# EXERCISE:
Search the listing below for the line containing "Target: blurred background". From there through the line containing "Where can you see the flower petal?", transcribe every line exactly, both ends included.

** Opening AVAILABLE DATA block **

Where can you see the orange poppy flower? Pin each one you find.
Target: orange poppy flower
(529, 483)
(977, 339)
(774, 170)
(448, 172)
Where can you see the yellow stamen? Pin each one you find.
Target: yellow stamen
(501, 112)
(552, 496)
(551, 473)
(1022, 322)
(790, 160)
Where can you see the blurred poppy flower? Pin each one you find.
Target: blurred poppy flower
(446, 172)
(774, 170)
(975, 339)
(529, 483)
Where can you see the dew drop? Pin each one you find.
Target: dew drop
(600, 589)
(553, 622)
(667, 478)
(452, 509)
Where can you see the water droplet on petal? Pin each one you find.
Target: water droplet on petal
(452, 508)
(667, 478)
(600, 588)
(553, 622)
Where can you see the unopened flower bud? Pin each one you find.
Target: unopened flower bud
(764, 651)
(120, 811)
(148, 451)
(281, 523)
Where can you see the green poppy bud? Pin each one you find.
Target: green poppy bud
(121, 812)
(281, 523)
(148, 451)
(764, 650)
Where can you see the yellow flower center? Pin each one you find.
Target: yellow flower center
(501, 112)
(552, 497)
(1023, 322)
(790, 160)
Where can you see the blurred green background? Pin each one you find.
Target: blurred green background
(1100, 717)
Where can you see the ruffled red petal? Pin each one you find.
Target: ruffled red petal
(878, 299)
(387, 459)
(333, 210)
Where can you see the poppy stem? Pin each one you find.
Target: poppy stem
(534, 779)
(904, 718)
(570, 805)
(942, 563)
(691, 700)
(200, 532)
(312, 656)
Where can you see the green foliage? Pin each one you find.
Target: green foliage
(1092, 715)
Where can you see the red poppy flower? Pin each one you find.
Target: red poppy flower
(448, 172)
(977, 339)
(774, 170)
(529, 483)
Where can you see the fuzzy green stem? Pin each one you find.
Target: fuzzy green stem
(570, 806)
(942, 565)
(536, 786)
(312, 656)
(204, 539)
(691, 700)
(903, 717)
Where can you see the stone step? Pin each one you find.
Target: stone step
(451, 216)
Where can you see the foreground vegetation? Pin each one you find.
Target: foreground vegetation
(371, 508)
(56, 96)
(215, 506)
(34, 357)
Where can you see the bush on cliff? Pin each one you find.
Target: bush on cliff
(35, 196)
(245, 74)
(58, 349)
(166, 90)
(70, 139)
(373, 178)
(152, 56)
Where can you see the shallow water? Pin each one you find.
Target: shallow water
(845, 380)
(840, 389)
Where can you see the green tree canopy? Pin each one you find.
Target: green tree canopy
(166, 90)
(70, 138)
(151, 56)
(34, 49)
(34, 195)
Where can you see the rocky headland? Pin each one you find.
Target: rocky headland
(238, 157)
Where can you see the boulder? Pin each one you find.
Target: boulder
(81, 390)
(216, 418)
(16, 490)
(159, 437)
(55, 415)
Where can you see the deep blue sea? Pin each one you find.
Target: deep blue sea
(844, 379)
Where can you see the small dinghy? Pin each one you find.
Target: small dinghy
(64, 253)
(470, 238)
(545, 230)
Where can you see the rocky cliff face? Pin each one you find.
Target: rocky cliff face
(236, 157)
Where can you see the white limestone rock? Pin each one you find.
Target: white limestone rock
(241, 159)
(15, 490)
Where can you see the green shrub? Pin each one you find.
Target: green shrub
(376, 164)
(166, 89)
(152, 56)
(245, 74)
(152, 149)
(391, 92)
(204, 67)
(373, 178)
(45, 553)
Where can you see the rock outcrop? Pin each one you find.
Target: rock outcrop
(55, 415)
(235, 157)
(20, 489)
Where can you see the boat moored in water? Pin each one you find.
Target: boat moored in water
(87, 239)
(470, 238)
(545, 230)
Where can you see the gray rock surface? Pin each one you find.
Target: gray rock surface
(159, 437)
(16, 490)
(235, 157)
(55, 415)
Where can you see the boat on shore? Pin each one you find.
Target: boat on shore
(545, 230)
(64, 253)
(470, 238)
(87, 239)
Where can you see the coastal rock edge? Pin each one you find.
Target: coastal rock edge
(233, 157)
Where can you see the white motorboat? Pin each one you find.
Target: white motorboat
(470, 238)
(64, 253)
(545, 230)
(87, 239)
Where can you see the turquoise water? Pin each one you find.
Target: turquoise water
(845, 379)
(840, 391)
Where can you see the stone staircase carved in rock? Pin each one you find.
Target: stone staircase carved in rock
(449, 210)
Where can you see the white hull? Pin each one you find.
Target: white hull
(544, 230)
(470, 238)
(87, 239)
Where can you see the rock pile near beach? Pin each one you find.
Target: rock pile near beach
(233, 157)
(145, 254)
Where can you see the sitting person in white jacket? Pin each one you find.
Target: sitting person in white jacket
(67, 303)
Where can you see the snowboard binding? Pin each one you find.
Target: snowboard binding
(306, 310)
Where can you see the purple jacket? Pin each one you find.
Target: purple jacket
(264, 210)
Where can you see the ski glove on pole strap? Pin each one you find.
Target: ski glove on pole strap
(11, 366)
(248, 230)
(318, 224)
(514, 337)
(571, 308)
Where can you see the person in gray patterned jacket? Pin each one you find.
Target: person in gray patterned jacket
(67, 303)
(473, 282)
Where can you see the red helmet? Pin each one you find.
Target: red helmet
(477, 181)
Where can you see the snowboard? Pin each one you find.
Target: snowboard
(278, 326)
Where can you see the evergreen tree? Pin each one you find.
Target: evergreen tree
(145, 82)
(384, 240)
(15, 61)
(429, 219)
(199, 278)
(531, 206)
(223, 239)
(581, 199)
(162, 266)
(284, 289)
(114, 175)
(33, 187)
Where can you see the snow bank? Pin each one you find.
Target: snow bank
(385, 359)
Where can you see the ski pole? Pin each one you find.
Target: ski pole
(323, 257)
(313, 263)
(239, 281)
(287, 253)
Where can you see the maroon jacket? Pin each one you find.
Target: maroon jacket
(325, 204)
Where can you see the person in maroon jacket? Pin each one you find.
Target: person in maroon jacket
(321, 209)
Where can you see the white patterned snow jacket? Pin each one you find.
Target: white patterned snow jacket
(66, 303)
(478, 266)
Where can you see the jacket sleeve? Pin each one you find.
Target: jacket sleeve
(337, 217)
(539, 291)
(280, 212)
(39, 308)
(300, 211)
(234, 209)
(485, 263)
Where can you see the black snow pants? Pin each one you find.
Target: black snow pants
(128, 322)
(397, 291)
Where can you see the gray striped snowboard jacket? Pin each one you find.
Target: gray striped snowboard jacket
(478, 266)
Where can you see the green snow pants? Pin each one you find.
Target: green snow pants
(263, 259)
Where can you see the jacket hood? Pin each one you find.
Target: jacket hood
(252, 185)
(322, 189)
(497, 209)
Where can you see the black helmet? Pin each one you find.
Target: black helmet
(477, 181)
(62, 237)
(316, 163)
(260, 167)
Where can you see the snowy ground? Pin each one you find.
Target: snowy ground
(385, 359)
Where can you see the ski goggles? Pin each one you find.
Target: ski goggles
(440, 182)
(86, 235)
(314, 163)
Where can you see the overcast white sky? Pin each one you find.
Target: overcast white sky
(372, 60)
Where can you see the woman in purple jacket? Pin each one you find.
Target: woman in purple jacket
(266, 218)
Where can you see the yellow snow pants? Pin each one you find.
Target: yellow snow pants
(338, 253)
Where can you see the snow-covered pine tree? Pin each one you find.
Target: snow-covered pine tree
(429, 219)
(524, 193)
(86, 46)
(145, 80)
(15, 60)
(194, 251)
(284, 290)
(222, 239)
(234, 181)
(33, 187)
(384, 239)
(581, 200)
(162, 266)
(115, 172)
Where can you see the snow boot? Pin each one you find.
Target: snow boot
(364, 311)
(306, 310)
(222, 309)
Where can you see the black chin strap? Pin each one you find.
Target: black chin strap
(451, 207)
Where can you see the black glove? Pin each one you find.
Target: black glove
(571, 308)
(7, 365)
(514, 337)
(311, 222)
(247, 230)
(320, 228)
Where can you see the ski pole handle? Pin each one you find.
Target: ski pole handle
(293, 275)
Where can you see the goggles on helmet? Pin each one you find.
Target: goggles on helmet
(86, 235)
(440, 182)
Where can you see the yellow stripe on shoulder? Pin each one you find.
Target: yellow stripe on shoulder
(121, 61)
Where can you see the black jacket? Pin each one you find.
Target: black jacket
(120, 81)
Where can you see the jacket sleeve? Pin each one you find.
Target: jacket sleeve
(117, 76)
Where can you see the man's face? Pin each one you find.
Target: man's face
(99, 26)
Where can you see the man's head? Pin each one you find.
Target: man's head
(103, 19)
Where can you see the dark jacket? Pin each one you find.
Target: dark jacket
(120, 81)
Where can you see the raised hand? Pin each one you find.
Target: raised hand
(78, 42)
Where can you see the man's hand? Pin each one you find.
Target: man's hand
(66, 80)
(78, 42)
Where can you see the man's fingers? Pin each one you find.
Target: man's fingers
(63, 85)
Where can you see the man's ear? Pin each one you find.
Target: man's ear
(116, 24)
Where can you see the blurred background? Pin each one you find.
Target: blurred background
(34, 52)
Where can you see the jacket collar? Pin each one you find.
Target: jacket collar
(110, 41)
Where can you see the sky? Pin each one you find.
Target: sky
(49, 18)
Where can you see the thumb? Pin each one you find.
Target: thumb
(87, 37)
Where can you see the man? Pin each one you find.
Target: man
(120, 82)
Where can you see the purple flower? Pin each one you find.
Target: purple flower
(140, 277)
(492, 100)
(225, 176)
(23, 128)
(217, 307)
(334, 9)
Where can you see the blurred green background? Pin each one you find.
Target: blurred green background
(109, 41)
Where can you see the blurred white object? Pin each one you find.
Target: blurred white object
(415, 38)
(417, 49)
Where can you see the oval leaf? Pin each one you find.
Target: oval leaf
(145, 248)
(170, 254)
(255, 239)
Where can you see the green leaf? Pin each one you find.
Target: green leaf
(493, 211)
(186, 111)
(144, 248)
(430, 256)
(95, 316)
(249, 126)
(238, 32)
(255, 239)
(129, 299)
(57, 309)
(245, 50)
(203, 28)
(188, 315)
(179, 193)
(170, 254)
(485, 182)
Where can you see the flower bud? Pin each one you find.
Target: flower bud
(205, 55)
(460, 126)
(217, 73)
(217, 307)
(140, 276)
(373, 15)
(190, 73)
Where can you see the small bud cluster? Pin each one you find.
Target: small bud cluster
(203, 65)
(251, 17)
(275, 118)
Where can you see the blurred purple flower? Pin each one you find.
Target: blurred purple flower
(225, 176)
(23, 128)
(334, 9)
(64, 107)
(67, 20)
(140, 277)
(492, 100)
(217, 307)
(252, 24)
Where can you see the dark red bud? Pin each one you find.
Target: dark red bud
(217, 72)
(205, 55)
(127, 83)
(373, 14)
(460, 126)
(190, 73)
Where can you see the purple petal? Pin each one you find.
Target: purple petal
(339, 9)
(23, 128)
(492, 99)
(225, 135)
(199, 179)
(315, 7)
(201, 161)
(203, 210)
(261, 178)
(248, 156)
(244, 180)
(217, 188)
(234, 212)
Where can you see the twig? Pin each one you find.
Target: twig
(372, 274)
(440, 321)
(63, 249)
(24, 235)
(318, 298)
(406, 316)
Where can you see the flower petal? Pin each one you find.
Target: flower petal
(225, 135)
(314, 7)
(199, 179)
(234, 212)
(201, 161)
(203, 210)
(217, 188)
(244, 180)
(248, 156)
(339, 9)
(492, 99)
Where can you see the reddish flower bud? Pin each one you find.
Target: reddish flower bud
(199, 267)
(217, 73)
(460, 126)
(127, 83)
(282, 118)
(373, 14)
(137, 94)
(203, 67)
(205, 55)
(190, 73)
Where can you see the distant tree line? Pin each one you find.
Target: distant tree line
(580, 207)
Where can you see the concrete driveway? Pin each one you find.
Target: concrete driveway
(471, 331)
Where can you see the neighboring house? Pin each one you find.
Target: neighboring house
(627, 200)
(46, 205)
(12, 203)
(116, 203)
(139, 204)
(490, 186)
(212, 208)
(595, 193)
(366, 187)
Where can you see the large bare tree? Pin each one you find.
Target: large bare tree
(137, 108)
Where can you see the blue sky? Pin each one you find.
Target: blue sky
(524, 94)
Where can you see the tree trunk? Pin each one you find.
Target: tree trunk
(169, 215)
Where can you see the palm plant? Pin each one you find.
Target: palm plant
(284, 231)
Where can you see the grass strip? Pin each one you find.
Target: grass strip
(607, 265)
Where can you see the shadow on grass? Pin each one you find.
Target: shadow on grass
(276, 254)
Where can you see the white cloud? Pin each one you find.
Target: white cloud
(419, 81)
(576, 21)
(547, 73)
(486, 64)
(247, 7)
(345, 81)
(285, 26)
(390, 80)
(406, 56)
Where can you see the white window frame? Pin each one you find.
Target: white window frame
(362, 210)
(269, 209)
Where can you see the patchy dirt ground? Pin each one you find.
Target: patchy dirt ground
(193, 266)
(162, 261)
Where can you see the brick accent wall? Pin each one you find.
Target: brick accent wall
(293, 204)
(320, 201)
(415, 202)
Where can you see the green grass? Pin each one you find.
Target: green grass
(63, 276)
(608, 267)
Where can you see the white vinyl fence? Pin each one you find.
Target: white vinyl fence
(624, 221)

** Closing AVAILABLE DATA block **

# COMPLETED TASK:
Target: blurred background
(34, 52)
Where can you see the jacket collar? Pin each one you find.
Target: jacket collar
(110, 41)
Where can you see the sky? Pin each one you find.
Target: sky
(49, 18)
Where can you see the thumb? Pin each one you find.
Target: thumb
(87, 37)
Where can you see the man? Pin each one you find.
Target: man
(120, 82)
Where can you see the purple flower? Pin each one you find.
Target: purple flower
(140, 277)
(492, 100)
(225, 176)
(23, 128)
(217, 307)
(334, 9)
Where can you see the blurred green background? Pin each one you find.
Target: blurred green background
(109, 41)
Where can you see the blurred white object? Pin each one you find.
Target: blurred white object
(415, 38)
(417, 49)
Where can you see the oval leaf? Pin each one you find.
Target: oval leaf
(145, 248)
(170, 254)
(255, 239)
Where can you see the green leaf? Pin each one you find.
Target: green leaf
(493, 211)
(186, 111)
(144, 248)
(430, 256)
(95, 316)
(249, 126)
(238, 32)
(255, 239)
(129, 299)
(57, 309)
(245, 50)
(203, 28)
(188, 315)
(179, 193)
(170, 254)
(485, 182)
Where can you see the flower bud? Pin each one you find.
Target: flower bud
(205, 55)
(460, 126)
(217, 73)
(217, 307)
(140, 276)
(373, 15)
(190, 73)
Where can you see the small bud cluster? Pin each one you find.
Target: small bud cluster
(203, 65)
(251, 17)
(275, 118)
Where can you see the blurred purple flower? Pin each one you find.
Target: blurred purple flower
(225, 176)
(23, 128)
(334, 9)
(64, 107)
(67, 20)
(140, 277)
(492, 100)
(217, 307)
(252, 24)
Where can you see the dark red bud? Pin each one you find.
Target: dark red bud
(217, 72)
(205, 55)
(127, 83)
(373, 14)
(460, 126)
(190, 73)
Where can you see the purple petal? Pin each one you find.
Target: purple petal
(339, 9)
(23, 128)
(492, 99)
(225, 135)
(199, 179)
(315, 7)
(201, 161)
(203, 210)
(261, 178)
(248, 156)
(244, 180)
(217, 188)
(234, 212)
Where can you see the twig? Pin each one you find.
Target: twig
(372, 274)
(440, 321)
(63, 249)
(24, 235)
(318, 298)
(406, 316)
Where can you see the flower petal? Pin each one you find.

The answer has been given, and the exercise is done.